■ Data supplied ■
↓
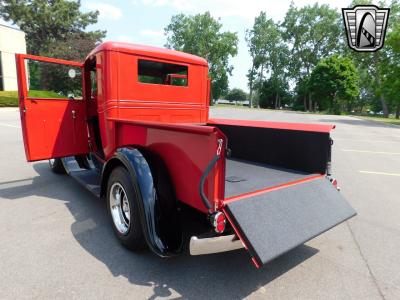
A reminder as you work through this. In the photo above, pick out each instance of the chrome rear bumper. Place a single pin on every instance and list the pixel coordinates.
(214, 245)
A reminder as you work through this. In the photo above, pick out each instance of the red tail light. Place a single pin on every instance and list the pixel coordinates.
(219, 221)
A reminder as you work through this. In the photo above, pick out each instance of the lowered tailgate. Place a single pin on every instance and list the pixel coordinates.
(276, 220)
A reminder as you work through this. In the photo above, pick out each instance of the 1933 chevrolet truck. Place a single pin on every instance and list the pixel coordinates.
(131, 124)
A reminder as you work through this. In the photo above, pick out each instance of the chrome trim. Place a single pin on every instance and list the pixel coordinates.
(198, 246)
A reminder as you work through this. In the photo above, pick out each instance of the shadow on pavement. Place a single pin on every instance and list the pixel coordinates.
(226, 275)
(359, 122)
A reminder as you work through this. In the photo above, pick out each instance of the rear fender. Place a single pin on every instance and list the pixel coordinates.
(142, 176)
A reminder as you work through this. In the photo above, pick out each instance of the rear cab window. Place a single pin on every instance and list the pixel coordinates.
(155, 72)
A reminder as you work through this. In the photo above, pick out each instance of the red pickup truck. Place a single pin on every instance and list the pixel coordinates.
(131, 124)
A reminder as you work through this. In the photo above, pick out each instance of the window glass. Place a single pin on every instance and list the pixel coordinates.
(48, 80)
(162, 73)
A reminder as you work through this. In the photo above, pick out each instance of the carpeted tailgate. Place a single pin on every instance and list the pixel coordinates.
(277, 221)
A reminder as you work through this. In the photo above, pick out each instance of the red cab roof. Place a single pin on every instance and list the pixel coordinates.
(154, 52)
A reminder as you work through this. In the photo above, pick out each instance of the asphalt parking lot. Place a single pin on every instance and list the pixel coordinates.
(56, 241)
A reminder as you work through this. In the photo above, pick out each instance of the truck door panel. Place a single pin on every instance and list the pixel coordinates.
(53, 112)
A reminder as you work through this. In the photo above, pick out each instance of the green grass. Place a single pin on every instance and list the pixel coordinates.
(10, 98)
(390, 120)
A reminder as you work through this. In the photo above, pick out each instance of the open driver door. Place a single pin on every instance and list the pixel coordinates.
(52, 107)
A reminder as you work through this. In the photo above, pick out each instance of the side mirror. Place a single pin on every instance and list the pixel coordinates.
(71, 73)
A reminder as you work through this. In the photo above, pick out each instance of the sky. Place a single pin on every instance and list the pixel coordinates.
(143, 21)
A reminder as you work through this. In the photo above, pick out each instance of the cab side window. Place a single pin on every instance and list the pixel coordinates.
(53, 81)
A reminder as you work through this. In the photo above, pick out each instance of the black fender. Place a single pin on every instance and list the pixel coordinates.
(139, 169)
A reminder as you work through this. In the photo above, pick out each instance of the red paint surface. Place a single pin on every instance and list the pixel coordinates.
(186, 151)
(273, 188)
(275, 125)
(51, 127)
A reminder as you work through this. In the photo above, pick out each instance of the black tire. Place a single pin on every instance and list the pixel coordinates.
(133, 238)
(57, 166)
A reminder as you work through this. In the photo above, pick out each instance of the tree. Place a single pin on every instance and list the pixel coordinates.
(313, 32)
(334, 82)
(268, 53)
(236, 95)
(202, 35)
(391, 80)
(48, 22)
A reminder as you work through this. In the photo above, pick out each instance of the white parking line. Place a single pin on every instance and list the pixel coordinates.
(9, 125)
(374, 152)
(380, 173)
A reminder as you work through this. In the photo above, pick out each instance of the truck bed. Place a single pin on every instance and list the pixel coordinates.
(245, 176)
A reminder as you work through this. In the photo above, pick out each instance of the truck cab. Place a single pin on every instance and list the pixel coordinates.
(132, 125)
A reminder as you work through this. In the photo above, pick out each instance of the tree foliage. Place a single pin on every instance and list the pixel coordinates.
(268, 52)
(334, 83)
(236, 94)
(48, 22)
(201, 35)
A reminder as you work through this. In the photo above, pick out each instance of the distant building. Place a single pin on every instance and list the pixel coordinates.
(12, 41)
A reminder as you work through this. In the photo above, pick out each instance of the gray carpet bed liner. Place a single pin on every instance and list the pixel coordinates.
(277, 221)
(245, 176)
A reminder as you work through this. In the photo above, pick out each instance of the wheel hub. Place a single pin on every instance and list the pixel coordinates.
(120, 208)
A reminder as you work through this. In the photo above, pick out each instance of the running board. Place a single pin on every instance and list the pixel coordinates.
(278, 220)
(89, 179)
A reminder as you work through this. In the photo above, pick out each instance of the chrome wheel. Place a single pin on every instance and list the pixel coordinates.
(120, 208)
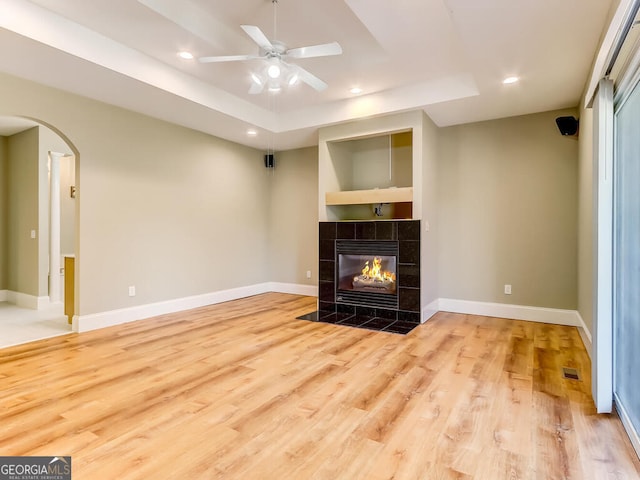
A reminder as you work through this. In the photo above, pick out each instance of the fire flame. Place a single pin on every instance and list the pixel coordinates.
(375, 271)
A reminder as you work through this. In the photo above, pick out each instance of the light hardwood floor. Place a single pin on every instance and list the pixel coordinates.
(243, 390)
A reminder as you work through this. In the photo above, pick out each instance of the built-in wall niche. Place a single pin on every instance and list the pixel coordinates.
(374, 177)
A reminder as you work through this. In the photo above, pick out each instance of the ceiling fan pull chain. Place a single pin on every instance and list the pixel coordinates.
(275, 33)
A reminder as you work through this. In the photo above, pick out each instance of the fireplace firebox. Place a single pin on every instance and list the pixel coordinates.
(366, 273)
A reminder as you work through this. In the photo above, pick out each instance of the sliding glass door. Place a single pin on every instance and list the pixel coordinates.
(626, 278)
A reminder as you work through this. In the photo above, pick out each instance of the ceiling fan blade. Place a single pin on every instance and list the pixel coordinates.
(255, 88)
(257, 36)
(225, 58)
(323, 50)
(309, 78)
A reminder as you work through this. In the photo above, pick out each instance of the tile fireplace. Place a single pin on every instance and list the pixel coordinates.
(370, 274)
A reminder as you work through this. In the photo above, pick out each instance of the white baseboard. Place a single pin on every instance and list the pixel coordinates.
(628, 425)
(585, 335)
(294, 289)
(517, 312)
(430, 310)
(85, 323)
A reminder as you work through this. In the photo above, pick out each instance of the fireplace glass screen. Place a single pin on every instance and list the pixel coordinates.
(367, 273)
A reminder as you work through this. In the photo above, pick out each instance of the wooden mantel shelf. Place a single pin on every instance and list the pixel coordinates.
(378, 195)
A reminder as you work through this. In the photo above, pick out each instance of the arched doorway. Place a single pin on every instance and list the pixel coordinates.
(38, 227)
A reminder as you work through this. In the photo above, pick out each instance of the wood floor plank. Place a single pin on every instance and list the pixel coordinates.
(243, 390)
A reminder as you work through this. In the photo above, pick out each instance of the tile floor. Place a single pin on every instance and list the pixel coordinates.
(22, 325)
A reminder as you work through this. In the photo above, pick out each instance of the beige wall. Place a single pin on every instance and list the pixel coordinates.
(4, 164)
(167, 209)
(22, 212)
(293, 217)
(585, 219)
(431, 204)
(508, 212)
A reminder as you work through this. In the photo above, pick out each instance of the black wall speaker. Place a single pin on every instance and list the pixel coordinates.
(567, 125)
(269, 160)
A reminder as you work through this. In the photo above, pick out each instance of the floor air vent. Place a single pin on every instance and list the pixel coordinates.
(570, 373)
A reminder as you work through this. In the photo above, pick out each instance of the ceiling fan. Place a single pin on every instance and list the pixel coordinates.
(275, 53)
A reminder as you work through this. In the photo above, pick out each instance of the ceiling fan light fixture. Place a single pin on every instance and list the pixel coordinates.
(273, 71)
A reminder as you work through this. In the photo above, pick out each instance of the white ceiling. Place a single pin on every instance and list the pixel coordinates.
(447, 57)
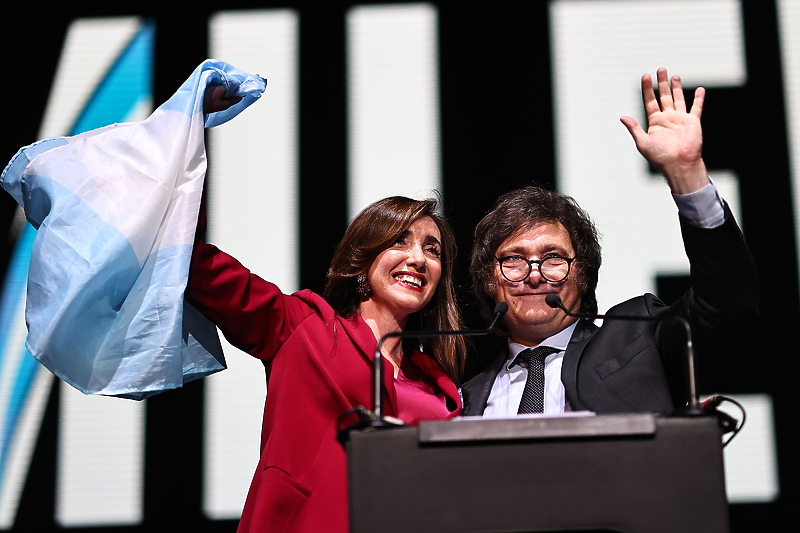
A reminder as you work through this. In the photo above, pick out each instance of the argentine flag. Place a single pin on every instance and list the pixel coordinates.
(116, 210)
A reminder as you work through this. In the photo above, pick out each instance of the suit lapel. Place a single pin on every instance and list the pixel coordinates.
(572, 356)
(478, 388)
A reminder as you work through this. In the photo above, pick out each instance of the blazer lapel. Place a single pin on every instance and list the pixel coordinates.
(569, 368)
(364, 339)
(476, 390)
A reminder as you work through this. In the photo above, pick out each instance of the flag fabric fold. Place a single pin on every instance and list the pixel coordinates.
(115, 211)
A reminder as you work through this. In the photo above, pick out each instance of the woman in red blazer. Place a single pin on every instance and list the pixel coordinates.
(391, 272)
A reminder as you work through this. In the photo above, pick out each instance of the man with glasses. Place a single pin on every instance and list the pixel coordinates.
(536, 242)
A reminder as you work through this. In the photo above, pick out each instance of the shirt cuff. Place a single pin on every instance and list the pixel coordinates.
(703, 208)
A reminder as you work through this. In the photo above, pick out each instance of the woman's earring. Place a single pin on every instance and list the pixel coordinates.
(362, 288)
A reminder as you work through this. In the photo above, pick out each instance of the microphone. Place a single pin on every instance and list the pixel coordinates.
(694, 407)
(378, 419)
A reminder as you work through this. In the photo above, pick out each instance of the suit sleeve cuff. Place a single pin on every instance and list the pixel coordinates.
(701, 208)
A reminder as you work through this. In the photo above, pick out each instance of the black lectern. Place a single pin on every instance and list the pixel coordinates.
(623, 473)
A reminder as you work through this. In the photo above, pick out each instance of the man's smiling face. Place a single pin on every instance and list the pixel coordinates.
(529, 319)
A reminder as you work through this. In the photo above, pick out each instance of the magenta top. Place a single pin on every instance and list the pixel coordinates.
(417, 398)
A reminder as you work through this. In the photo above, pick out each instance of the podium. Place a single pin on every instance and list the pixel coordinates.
(622, 473)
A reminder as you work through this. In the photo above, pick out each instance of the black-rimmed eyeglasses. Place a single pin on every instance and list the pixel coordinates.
(552, 268)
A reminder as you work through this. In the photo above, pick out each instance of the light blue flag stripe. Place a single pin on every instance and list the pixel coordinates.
(115, 210)
(126, 85)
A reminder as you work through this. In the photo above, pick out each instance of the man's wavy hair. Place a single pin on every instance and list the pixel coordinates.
(525, 208)
(374, 230)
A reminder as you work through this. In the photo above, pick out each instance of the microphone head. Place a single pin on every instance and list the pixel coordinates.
(501, 308)
(553, 300)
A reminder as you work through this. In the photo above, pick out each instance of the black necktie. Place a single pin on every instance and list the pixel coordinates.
(533, 396)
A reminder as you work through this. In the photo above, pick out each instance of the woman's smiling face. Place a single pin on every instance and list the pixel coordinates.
(404, 277)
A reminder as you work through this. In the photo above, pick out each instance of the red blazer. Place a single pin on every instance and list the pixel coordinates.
(318, 365)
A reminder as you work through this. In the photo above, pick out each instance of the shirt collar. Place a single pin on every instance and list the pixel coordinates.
(560, 341)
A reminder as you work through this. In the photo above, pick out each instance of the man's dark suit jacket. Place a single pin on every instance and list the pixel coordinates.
(627, 367)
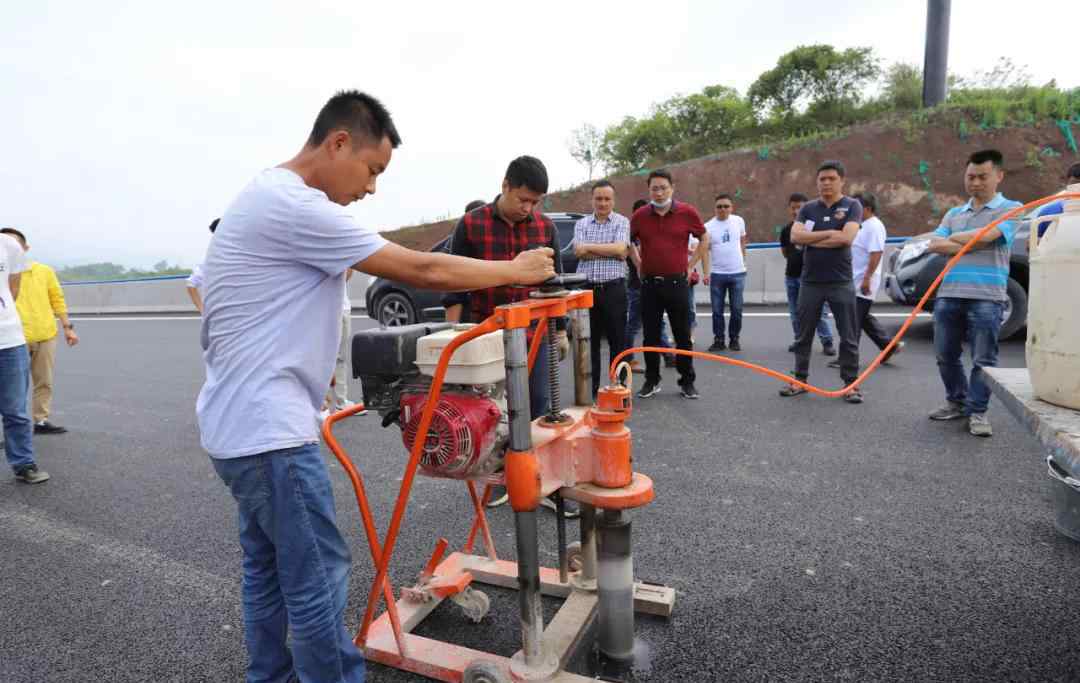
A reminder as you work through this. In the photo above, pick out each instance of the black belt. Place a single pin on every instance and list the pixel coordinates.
(604, 285)
(661, 279)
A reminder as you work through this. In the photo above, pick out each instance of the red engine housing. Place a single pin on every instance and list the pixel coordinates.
(461, 434)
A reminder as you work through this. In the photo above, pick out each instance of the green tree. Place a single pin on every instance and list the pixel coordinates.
(584, 146)
(903, 85)
(814, 78)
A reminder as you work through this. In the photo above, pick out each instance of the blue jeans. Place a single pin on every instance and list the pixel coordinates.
(693, 309)
(296, 568)
(976, 322)
(634, 320)
(793, 299)
(730, 286)
(14, 393)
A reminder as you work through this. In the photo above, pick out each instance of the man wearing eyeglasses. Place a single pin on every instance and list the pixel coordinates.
(664, 228)
(726, 270)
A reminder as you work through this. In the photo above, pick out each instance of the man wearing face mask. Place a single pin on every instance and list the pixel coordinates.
(664, 228)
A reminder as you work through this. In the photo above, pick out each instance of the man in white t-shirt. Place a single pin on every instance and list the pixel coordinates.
(726, 265)
(866, 252)
(274, 277)
(15, 367)
(194, 281)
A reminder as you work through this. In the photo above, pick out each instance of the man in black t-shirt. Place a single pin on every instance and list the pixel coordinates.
(825, 227)
(793, 275)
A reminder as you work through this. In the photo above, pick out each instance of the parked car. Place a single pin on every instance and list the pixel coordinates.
(912, 269)
(393, 303)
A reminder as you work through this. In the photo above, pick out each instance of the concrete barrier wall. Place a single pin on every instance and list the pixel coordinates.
(765, 284)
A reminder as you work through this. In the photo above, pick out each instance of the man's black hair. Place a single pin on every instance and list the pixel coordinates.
(868, 200)
(833, 164)
(987, 155)
(362, 116)
(13, 231)
(527, 172)
(660, 173)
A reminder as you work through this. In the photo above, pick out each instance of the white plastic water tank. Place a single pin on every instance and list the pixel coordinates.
(1053, 313)
(478, 361)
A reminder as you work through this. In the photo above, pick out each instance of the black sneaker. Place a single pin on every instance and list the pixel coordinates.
(31, 474)
(648, 389)
(45, 427)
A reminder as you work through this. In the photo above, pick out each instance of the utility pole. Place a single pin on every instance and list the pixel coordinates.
(935, 61)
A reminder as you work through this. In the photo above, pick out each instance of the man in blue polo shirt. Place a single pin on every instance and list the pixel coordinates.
(970, 303)
(826, 227)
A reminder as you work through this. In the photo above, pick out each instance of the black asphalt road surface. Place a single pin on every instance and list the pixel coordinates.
(808, 539)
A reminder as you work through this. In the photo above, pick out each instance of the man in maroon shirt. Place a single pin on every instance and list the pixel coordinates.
(663, 229)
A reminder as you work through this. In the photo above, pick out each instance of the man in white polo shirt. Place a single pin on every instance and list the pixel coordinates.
(866, 253)
(15, 369)
(274, 281)
(726, 268)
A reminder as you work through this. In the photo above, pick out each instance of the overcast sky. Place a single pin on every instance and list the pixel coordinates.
(127, 126)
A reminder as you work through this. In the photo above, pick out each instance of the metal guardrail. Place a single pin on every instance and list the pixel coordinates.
(163, 294)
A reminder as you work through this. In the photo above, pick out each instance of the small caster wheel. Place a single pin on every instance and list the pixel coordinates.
(574, 559)
(482, 671)
(474, 603)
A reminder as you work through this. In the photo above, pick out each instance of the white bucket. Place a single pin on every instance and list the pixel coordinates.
(1053, 315)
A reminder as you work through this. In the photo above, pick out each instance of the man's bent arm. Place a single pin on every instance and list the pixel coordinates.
(444, 272)
(801, 236)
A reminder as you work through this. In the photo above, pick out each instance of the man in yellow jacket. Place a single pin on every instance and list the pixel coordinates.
(40, 303)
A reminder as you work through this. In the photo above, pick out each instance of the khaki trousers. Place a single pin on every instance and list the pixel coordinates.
(42, 361)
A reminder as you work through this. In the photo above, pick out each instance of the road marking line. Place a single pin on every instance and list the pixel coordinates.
(34, 526)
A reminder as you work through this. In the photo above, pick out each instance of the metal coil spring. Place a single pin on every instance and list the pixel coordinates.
(556, 397)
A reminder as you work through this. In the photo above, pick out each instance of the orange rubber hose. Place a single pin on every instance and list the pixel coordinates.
(832, 393)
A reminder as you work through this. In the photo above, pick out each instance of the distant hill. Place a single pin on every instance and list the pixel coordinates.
(914, 163)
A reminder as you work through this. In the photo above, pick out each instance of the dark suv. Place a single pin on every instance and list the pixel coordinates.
(393, 303)
(913, 268)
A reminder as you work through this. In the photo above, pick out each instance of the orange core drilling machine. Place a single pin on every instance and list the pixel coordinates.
(460, 394)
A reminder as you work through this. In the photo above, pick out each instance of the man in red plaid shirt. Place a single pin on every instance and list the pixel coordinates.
(499, 231)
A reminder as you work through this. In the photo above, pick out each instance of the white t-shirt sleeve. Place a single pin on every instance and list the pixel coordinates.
(327, 238)
(196, 279)
(877, 238)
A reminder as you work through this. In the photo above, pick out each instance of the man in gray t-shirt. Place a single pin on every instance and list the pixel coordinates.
(274, 280)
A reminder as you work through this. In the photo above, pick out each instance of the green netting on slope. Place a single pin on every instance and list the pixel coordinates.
(1066, 128)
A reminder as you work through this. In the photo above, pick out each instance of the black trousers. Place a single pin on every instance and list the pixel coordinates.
(671, 295)
(607, 320)
(841, 299)
(866, 322)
↑
■ Task ■
Lines before the one containing "man in gray" are to be left out; that line and every line after it through the end of the data should be copied exactly.

■ Task response ■
A reminder as you work through this. In the photo above, pick out each instance of the man in gray t-shirt. Place a single pin on every instance and list the pixel coordinates.
(274, 280)
A reminder as you work through this. In the photo above, pick out each instance of the green netting on slope. Place a single pin on every instance and list the pixel coordinates.
(1066, 128)
A reminder as you work through this. In the photo above, pick out each instance of the black trousers. Place a single pin on every instance and list the pixel coordinates.
(671, 295)
(607, 320)
(841, 299)
(866, 322)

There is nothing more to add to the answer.